### Seçilmiş Metin
* * *

Belediyelerin tarımsal destek hizmetlerini bekleyen büyük tehlikeler; farkında mıyız?

Ali Rıza Avcan

6 Mart 2019 tarihinde kaleme aldığım “Ciddi bir uyarı” (1) başlıklı yazı ile, Sayıştay‘ın İzmir Büyükşehir Belediyesi ile ilgili 2016 yılı Denetim Raporu‘nun “Mevzuata Aykırı Olarak Tarımsal Yardımların Yapılması” başlıklı maddesinde dile getirilen “kooperatiflere, kooperatif birliklerine, meslek odalarına ve çiftçilere yapılan büyük tutardaki tarımsal yardım ve ödemelerin mevzuata uygun olmadığı” ile ilgili bulgunun, CHP‘li belediyelerin tepesine asılmak istenen “Demokles’in kılıcı” benzeri bir tehdit olarak ciddiye alınmasını, şimdilik bir uyarı olarak dile getirilen bu durumun herhangi bir şikayet durumunda şimdiye kadar yapılan yardımların tazminine konu olabileceğini belirtmeye çalışmıştım.

Nitekim daha sonraki tarihlerde yardım amacıyla başında Neptün Soyer‘in bulunduğu Köy-Koop İzmir, İzmir Tarımsal Kalkınma ve Diğer Tarımsal Amaçlı Kooperatifler Birliği‘nden yapılan büyük miktardaki doğrudan alımlar nedeniyle düzenlenen özel bir Sayıştay raporu neticesinde, hem bu tür yardım adı altındaki ödemelerin önü kesilmiş, hem de yapılan ödemeler tazmine konu olmuştu.

O tarihlerde dile getirmeye çalıştığım belediyelerce gerçekleştirilen tarımsal yardımların neler olabileceği, bu yardımların ne şekilde yapılacağı, bu yardımlar konusunda merkezi yönetimle belediyelerin nasıl bir işbirliği yapabileceğini, belediyelerce yapılan tarımsal yardımlarla merkezi yönetim birimlerince yapılan diğer tarımsal hizmetlerin il ve ilçe boyutunda nasıl bir bütünlük oluşturacağı gibi temel konuların Tarım ve Orman Bakanlığı‘nca düzenlenecek özel bir yönetmelikle belirlenmesine ilişkin önerimiz, aynı belirsizlikten yararlanan iktidar belediyelerini rahatsız etmemek, onların Tarım ve Orman Bakanlığı‘nın kırsal kalkınma destekleriyle birlikte her şeyi yapmalarını mümkün kılmak amacıyla geçen zaman içinde dikkate alınmamış; bu konularda birtakım akılcı çözümler önerilmesine karşın, tarımsal yardımlar konusundaki belirsizlik bilerek ve isteyerek sürdürülmüştü. (2)

Ancak aradan geçen zaman içinde CHP‘li belediyelerin tarımsal yardımlar konusunda “İzmir Modeli” ve “İstanbul Yaklaşımı” gibi uygulamalarla öne çıkması üzerine AKP iktidarı bu konuyu tarımsal faaliyet ve üretimin planlanması boyutunda Tarım Kanunu‘nda değişiklik yaparak ve bu değişiklikle ilgili bir uygulama yönetmeliği çıkararak “tarımın planlanması” adı altında kendi kontrolüne almayı tercih etmiş; böylelikle belediyelerce yapılan tarımsal yardımlar için özel bir yönetmelik düzenlenmesine gerek kalmamıştır.

* * *

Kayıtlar
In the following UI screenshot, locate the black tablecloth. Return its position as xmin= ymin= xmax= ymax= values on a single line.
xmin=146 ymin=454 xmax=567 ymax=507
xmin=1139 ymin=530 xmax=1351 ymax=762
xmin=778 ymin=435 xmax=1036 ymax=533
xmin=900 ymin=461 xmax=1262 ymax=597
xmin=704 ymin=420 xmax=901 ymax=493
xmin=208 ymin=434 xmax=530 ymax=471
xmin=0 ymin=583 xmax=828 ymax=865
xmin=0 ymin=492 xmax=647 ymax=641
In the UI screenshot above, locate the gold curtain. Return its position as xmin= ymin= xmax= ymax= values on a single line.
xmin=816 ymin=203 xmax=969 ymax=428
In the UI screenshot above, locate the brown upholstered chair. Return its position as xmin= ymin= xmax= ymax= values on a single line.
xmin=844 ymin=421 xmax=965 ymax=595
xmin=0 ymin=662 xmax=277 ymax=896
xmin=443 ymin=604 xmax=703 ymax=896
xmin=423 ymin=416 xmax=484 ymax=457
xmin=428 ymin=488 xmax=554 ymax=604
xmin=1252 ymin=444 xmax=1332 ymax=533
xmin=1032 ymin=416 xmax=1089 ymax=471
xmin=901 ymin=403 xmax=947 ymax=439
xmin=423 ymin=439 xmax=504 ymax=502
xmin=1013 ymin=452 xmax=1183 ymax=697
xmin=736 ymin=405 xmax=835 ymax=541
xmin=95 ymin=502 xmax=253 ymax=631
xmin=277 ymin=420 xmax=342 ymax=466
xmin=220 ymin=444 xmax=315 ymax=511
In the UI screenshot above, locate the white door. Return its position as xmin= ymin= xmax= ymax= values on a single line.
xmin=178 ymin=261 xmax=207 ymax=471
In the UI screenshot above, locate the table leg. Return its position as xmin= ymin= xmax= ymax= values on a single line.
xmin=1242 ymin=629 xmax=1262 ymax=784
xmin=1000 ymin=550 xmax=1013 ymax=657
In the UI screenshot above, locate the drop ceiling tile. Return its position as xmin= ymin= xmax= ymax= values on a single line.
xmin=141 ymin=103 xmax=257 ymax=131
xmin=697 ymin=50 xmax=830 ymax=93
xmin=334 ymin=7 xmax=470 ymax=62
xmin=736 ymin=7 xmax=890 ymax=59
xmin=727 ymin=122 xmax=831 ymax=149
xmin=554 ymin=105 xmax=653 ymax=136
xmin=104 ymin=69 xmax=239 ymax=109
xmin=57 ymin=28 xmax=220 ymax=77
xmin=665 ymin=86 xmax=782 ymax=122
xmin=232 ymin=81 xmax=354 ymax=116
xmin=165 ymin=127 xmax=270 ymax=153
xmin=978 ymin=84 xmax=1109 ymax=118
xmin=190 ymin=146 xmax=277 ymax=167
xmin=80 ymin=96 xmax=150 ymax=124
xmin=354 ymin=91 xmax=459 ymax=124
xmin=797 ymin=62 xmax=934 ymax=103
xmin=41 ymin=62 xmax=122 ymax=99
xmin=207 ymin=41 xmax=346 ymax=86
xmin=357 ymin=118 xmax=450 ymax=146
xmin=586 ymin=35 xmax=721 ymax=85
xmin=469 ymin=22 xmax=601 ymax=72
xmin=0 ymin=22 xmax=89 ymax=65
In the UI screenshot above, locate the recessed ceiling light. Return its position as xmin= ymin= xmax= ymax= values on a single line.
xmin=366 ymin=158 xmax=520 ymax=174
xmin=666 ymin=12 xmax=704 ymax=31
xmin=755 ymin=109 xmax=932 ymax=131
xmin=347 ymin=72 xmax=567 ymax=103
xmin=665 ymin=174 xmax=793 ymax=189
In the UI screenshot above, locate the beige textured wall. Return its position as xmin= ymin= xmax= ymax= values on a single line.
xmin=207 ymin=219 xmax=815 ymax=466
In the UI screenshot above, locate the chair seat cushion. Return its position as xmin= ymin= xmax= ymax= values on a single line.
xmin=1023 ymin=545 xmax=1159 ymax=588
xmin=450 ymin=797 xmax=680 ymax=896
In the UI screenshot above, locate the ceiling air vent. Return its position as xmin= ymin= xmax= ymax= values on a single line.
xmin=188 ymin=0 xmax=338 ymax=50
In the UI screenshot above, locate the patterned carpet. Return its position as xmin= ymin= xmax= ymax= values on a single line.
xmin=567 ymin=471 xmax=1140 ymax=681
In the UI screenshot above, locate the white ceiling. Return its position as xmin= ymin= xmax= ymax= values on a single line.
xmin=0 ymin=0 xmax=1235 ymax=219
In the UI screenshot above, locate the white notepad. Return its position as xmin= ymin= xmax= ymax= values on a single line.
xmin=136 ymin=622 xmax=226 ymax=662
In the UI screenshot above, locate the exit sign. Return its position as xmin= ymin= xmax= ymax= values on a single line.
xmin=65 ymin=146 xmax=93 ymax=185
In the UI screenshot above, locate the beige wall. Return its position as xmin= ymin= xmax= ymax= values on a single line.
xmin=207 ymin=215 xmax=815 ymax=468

* * *

### Çalışma Yönergeleri
[1] Belediyelerin tarımsal destekleri üzerine yazıda, Sayıştay bulgusuna göre büyük tutarda tarımsal yardım ve ödeme yapılan kesimlerin hepsini sıralayın.
[2] Aşağıdaki ifadeler, belediyelerin tarımsal destekleri üzerine yazıyla uyuşuyor mu? Her birine evet ya da hayır deyip yazıdan belirleyici sözleri aynen aktarın.
(a) "Ciddi bir uyarı" başlıklı yazı 6 Mart 2019'da yazılmıştır.
(b) Belediyelerin tarımsal yardımları için sonunda özel bir yönetmelik düzenlenmiştir.
(c) Köy-Koop İzmir'in başında Neptün Soyer bulunmaktadır.

### Alıştırma Yanıtları
[1] Kooperatifler, kooperatif birlikleri, meslek odaları, çiftçiler.

[2]
(a) Evet: "6 Mart 2019 tarihinde kaleme aldığım “Ciddi bir uyarı” (1) başlıklı yazı"
(b) Hayır: "belediyelerce yapılan tarımsal yardımlar için özel bir yönetmelik düzenlenmesine gerek kalmamıştır"
(c) Evet: "başında Neptün Soyer‘in bulunduğu Köy-Koop İzmir"